Position identification rows:
>>

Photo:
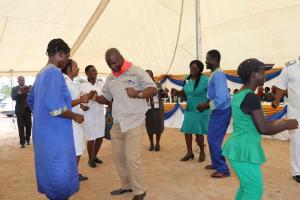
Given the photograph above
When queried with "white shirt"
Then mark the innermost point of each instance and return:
(289, 80)
(94, 124)
(77, 128)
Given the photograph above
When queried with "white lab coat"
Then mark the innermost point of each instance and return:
(77, 128)
(94, 125)
(289, 80)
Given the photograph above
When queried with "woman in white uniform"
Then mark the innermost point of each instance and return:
(70, 71)
(94, 115)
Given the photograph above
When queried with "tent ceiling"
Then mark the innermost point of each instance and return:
(146, 31)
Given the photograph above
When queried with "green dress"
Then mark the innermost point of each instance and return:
(244, 144)
(195, 122)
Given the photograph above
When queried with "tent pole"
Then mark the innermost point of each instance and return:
(198, 30)
(88, 27)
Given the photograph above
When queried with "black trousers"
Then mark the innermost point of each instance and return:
(24, 126)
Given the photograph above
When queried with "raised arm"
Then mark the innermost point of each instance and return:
(266, 127)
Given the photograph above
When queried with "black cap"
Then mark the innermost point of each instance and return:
(255, 63)
(247, 67)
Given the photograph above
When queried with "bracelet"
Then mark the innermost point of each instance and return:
(140, 95)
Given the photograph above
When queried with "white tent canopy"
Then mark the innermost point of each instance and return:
(146, 32)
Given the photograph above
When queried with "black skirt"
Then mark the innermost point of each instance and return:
(154, 121)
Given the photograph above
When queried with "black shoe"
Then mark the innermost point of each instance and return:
(187, 157)
(140, 196)
(120, 191)
(297, 178)
(92, 164)
(151, 148)
(98, 161)
(157, 147)
(82, 178)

<<

Return every line of the rows above that contains the word "white", copying each one unchanged.

RESULT OF THIS TASK ->
When queried with "white shirt"
When queried with "white lab coat"
When queried with "woman in white uniform"
When queried with "white tent canopy"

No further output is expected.